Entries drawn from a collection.
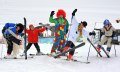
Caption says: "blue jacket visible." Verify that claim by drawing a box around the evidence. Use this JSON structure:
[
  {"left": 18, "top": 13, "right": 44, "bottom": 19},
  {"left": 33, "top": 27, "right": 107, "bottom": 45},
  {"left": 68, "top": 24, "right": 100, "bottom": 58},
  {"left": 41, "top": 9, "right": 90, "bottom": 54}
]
[{"left": 4, "top": 23, "right": 21, "bottom": 35}]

Direction. Rewrite every record above, requests included, adding 115 to each bounding-box coordinate in the answers. Leave the numbers in the requests and their JSON samples unchanged, and omit the pictures.

Task answer.
Caption says: "blue jacket visible." Verify that claim by drawing a box around the evidence. Use this JSON structure:
[
  {"left": 18, "top": 13, "right": 44, "bottom": 19},
  {"left": 33, "top": 27, "right": 107, "bottom": 45},
  {"left": 68, "top": 24, "right": 100, "bottom": 58},
  {"left": 41, "top": 9, "right": 90, "bottom": 54}
]
[{"left": 119, "top": 138, "right": 136, "bottom": 150}]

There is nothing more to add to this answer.